■ **DOEL**:
Bepaal welke regels van de items het woord "green" bevatten en schrijf elk van die regels over.

■ **AANGELEVERDE GEGEVENS**:
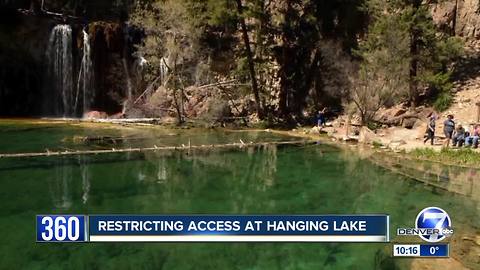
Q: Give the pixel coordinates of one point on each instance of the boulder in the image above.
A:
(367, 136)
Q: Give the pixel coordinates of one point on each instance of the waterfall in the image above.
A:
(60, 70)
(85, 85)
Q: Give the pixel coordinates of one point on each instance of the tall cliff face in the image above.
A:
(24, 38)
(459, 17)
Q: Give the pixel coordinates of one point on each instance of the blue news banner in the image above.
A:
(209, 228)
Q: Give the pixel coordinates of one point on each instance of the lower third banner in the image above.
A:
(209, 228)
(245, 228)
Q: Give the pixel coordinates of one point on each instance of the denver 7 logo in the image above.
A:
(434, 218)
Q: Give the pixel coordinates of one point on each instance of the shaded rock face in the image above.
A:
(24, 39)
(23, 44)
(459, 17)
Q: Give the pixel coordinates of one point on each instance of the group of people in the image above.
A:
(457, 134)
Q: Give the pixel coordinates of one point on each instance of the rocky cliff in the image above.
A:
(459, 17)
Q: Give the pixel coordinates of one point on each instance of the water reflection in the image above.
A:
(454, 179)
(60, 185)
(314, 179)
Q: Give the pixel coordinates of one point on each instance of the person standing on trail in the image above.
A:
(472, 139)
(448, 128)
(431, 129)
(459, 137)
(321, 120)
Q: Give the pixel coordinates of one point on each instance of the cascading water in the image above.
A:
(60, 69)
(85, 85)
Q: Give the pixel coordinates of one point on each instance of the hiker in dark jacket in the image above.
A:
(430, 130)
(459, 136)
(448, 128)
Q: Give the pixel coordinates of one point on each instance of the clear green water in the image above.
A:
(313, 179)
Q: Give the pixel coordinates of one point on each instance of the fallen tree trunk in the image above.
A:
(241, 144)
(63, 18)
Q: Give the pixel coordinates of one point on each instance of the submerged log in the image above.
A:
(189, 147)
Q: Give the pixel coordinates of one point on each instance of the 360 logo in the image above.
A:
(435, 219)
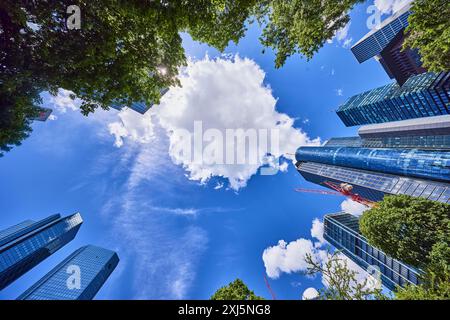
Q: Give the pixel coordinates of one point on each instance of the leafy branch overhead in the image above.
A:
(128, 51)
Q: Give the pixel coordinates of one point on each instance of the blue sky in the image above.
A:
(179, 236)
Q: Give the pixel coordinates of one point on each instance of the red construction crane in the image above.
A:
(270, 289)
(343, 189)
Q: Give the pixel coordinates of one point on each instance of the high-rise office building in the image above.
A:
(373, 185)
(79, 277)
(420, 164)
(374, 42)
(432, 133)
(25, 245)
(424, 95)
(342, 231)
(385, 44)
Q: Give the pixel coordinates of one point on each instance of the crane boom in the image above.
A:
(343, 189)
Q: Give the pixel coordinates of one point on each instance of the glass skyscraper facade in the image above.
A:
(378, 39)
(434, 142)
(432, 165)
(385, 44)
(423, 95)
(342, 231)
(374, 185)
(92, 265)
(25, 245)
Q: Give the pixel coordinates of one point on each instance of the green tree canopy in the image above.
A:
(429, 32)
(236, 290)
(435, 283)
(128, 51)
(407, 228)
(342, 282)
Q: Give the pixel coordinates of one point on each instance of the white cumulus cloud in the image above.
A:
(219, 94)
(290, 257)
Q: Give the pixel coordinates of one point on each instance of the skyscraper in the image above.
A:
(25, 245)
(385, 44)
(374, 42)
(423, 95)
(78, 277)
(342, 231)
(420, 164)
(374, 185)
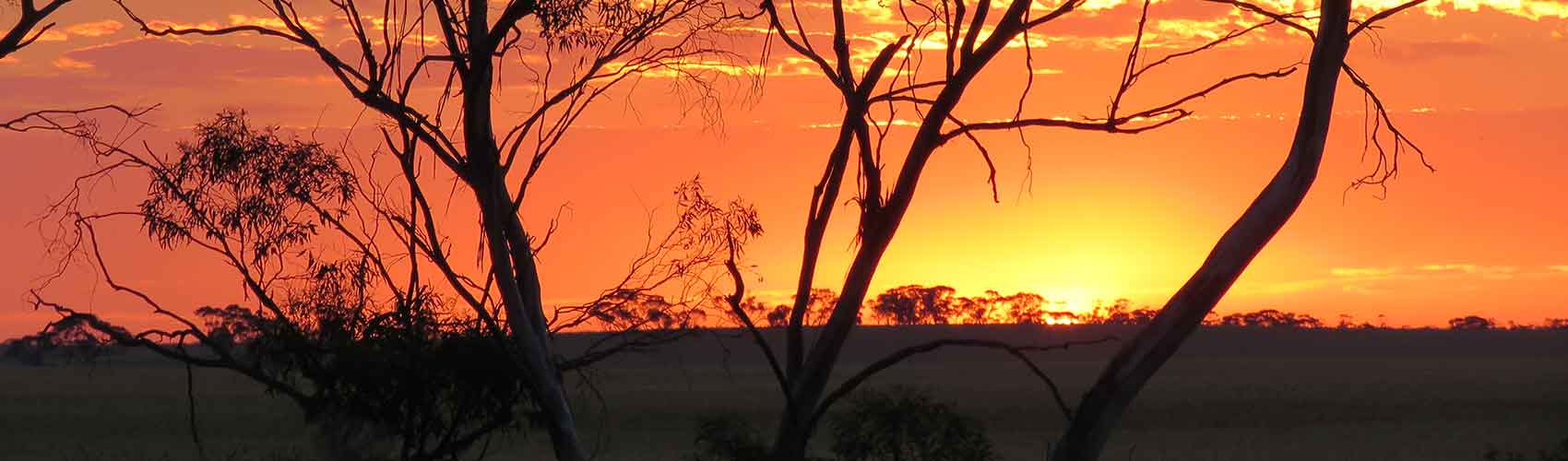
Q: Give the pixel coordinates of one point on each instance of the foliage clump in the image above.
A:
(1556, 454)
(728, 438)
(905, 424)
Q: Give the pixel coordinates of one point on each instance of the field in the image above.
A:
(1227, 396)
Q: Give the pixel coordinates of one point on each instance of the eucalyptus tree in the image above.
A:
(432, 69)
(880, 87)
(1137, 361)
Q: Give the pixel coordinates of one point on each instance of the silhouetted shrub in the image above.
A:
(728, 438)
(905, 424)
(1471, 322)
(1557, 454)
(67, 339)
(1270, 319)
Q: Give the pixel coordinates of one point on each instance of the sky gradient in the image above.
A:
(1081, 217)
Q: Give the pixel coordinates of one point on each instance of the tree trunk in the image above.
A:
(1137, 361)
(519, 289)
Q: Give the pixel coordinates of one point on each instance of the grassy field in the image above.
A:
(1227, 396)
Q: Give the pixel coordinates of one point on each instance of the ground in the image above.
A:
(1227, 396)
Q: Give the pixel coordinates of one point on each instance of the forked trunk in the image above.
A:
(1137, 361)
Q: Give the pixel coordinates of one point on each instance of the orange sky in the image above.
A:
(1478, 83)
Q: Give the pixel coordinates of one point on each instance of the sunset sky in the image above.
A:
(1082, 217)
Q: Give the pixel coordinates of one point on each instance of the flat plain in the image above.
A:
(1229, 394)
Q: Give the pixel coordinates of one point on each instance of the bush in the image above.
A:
...
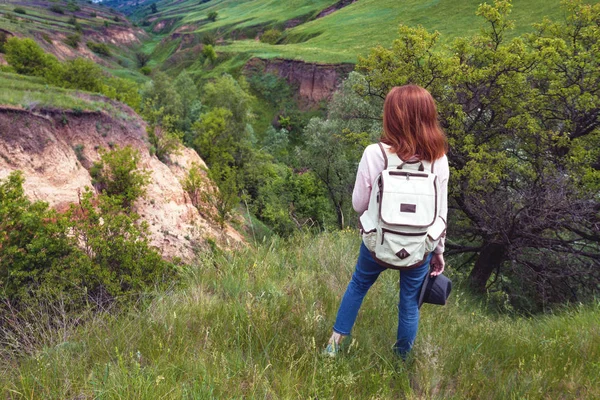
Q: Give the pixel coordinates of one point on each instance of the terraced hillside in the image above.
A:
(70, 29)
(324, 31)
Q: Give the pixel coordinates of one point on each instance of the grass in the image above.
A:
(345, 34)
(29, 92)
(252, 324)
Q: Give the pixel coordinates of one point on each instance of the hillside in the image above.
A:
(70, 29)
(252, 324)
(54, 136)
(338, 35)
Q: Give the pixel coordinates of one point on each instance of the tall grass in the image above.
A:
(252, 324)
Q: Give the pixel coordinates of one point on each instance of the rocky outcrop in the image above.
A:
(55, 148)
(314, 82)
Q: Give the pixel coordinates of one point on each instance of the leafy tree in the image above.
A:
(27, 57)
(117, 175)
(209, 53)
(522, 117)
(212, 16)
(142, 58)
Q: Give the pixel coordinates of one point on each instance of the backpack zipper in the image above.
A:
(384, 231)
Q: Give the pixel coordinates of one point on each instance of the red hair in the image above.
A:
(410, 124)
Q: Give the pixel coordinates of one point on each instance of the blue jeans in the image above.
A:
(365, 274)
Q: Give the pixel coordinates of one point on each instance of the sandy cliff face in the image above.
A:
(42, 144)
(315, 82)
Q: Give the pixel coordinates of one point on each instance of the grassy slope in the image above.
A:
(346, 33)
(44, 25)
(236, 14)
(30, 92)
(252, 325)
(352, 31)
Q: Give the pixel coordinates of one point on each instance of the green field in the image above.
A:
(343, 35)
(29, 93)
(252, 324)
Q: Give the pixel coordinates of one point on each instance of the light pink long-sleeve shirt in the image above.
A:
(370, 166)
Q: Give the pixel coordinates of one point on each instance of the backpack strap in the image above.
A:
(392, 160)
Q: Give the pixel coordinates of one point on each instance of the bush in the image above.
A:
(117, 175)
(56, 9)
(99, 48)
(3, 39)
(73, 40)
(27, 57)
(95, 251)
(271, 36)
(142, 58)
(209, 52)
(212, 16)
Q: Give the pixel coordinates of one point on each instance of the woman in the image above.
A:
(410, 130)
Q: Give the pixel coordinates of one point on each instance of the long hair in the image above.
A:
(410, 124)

■ **VOLLEDIG ANTWOORD**:
Q: Give the pixel coordinates of one point on each instance of the clear green water in the image above.
Q: Give the pixel coordinates of one point on each instance of the green tree canopy in the image above.
Q: Give the pixel coordinates of one point on each instance of the green field in the image above.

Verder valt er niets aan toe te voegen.